# TO BE DONE
Pick out every line in the material below that contains the word "overcast". Copy each of those lines.

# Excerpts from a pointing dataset
*-*-*

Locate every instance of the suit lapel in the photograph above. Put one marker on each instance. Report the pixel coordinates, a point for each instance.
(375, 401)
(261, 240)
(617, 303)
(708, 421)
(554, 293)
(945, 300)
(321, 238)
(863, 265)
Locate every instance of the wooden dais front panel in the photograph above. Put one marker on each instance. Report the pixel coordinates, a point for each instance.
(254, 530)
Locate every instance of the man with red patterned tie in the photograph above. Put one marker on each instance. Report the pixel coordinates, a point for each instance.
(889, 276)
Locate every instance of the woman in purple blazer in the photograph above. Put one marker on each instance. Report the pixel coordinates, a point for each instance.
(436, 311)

*-*-*

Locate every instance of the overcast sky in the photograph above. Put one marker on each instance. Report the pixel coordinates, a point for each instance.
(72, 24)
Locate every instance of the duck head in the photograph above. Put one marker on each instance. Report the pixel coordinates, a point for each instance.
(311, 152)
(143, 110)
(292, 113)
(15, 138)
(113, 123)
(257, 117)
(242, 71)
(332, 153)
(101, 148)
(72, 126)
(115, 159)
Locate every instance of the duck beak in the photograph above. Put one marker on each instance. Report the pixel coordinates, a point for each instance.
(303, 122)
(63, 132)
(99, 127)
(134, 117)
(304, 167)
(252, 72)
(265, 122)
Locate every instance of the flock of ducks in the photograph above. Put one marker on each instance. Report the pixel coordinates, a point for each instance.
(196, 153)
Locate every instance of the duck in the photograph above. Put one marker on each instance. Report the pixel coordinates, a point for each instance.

*-*-*

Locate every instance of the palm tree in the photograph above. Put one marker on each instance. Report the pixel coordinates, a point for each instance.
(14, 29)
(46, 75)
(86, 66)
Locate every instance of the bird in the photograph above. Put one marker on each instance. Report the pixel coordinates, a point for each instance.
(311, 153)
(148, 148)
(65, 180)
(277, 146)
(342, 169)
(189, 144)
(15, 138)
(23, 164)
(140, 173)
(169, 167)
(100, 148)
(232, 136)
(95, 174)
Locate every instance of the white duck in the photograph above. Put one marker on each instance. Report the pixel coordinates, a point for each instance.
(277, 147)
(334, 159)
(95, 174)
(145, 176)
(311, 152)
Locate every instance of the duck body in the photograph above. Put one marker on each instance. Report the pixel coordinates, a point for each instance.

*-*-*

# RESULT OF THE EXERCISE
Locate every instance of the overcast sky in the photograph above. Put one marker on each instance. Report the pixel coordinates, a point for each instance.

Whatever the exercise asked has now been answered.